* [Dataset content]:
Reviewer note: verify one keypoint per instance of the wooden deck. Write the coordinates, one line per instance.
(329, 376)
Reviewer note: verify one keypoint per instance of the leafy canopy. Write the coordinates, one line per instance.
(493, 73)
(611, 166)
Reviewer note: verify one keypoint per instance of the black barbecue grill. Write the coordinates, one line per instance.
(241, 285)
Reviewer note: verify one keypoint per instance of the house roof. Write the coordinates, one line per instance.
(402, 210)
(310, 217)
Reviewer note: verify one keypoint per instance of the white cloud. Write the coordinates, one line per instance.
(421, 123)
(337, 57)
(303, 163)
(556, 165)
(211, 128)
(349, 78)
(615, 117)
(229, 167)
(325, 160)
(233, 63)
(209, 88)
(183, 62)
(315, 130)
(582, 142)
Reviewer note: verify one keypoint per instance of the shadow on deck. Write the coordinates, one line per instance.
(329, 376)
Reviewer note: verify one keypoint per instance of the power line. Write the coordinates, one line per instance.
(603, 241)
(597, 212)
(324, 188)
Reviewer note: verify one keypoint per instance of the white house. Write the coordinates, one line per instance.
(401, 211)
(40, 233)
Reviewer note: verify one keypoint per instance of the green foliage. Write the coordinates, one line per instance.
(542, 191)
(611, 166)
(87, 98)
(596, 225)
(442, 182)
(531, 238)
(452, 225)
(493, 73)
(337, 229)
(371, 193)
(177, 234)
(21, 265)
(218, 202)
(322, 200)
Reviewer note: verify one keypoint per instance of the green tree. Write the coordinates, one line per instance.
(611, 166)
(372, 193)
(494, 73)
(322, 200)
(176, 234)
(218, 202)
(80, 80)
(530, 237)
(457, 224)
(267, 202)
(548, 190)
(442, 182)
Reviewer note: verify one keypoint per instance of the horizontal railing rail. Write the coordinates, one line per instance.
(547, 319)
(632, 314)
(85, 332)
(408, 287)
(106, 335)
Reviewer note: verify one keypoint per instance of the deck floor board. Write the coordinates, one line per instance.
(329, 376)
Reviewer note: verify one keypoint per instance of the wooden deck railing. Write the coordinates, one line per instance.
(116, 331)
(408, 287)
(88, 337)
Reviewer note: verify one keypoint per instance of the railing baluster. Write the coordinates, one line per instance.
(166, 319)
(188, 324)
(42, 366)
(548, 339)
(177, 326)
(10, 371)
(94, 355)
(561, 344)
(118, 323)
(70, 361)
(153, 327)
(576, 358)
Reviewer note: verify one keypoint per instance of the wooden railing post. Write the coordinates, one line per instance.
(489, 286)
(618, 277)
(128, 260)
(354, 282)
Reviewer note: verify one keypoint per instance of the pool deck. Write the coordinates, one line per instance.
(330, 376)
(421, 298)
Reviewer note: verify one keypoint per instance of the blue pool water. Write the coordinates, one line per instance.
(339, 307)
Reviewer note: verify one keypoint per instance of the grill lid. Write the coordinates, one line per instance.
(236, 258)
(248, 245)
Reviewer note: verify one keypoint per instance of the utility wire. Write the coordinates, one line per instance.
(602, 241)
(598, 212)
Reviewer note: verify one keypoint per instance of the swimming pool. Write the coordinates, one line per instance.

* [What you have to do]: Revise the records above by replacing each occurrence of "Reviewer note" with "Annotator note", keeping every other line and character unchanged.

* [The completed task]:
Annotator note: verify one keypoint per instance of the wooden deck. Write the coordinates, one line per instance.
(329, 376)
Annotator note: verify one keypoint per instance of the leafy canopy. Write the coordinates, one line per instance.
(493, 73)
(611, 166)
Annotator note: verify one keypoint per instance of the black barbecue grill. Write the coordinates, one line per instance.
(241, 285)
Annotator note: verify one keypoint per instance of the house roof. Write the coordinates, one line per instance.
(402, 210)
(310, 217)
Annotator note: verify one keypoint per instance of the white cloud. Write the coordinates, one line per instance.
(421, 123)
(337, 57)
(303, 163)
(556, 165)
(211, 128)
(349, 78)
(615, 117)
(229, 167)
(325, 160)
(233, 63)
(209, 88)
(183, 62)
(315, 130)
(582, 142)
Annotator note: verify one keypoint per instance of the shadow on deck. Write the coordinates, one line per instance.
(329, 376)
Annotator note: verify one keypoint per instance of the power line. Write the coordinates, one line per instance.
(603, 241)
(597, 212)
(324, 188)
Annotator note: verify one keypoint per instance of the white house. Write the coordinates, one line per instance.
(401, 211)
(40, 233)
Annotator note: verify one keypoint per instance of the green foliage. Write the coordinates, one line per instance.
(542, 191)
(611, 166)
(87, 98)
(596, 225)
(442, 182)
(531, 238)
(452, 225)
(493, 73)
(337, 229)
(371, 193)
(177, 234)
(21, 265)
(218, 202)
(322, 200)
Annotator note: verify one keypoint per instance of the green tree. Write the coordinates, one line per instance.
(611, 166)
(372, 193)
(494, 73)
(322, 200)
(176, 234)
(218, 202)
(80, 80)
(530, 237)
(457, 224)
(267, 202)
(548, 190)
(442, 182)
Annotator note: verify one keypoint per instance of the horizontal railing rail. Write the coordinates, one line per instance.
(547, 319)
(632, 314)
(85, 332)
(408, 287)
(106, 335)
Annotator note: verify one keypoint per instance of the deck floor board. Write the coordinates, one line per instance.
(329, 376)
Annotator note: verify one keypoint per instance of the wooden deck railing. Write the coordinates, one line per instance.
(116, 331)
(408, 287)
(88, 337)
Annotator note: verify one keypoint per instance of the railing baluster. Write the coordinates, one line per instance.
(166, 319)
(188, 324)
(42, 366)
(548, 339)
(177, 326)
(10, 371)
(94, 355)
(561, 344)
(118, 323)
(70, 361)
(153, 327)
(576, 358)
Annotator note: verify one keypoint per instance of the wooden railing post. Write the coordinates, one line per instance.
(489, 286)
(618, 277)
(128, 260)
(354, 282)
Annotator note: verify one keypoint per instance of the pool deck. Write the coordinates, one line per instance.
(330, 376)
(421, 298)
Annotator note: verify one keypoint per instance of the blue pool water. Write the coordinates, one line per instance.
(339, 307)
Annotator note: verify one keypoint per instance of the grill lid. Write the coordinates, one line per instance.
(236, 258)
(248, 245)
Annotator note: verify one keypoint per instance of the utility wire. Write the coordinates, one line per instance.
(602, 241)
(598, 212)
Annotator note: verify one keypoint per instance of the swimming pool. Write the coordinates, one line per instance.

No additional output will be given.